■ **Exercise brief**
Rescale the listing from the line with "Provide one point per instance of the frozen" up to and including its last line, and reproduce only those lines, requests included. Multiply each x and y point coordinate in the answers by 0.85 and round to whole numbers with halves rounding up, leaving the numbers in the requests and their format samples unchanged.

■ **Data shown**
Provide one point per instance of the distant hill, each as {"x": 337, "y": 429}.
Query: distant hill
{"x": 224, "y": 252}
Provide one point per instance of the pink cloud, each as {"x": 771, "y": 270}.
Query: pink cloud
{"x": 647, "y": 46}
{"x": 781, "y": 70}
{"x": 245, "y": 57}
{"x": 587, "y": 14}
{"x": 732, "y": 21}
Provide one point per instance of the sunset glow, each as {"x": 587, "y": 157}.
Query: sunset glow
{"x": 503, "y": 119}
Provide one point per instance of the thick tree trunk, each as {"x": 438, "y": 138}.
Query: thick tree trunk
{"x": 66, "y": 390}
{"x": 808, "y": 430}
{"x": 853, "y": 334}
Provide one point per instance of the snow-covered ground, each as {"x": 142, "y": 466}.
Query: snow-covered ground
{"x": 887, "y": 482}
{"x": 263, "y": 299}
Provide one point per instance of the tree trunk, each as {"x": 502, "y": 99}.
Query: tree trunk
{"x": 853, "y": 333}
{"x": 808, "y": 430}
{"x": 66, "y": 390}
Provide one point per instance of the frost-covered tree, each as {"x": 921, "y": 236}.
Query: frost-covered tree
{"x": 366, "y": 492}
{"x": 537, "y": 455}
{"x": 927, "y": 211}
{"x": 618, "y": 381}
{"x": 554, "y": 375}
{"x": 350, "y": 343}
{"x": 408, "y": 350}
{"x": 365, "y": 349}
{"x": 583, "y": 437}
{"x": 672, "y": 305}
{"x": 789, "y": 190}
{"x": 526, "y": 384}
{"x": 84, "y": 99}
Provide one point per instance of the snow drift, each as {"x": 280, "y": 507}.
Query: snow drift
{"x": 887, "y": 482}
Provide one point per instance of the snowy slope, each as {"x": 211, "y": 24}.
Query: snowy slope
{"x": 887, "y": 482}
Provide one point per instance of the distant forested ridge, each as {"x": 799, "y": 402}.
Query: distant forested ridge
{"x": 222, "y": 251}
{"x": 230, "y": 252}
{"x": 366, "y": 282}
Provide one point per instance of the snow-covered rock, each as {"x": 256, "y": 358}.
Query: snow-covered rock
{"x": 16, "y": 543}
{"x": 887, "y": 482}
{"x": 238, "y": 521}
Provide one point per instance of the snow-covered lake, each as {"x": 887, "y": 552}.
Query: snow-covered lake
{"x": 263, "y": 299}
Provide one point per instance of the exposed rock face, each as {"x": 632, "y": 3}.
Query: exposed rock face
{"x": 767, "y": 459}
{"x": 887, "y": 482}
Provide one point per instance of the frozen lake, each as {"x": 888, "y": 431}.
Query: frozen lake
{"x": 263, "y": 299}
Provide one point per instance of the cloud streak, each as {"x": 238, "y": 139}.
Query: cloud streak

■ **Response to this exercise**
Provide one point per instance of the frozen lake, each as {"x": 888, "y": 431}.
Query: frozen lake
{"x": 224, "y": 254}
Provide one point per instance of the cloud streak, each as {"x": 238, "y": 139}.
Query: cloud streak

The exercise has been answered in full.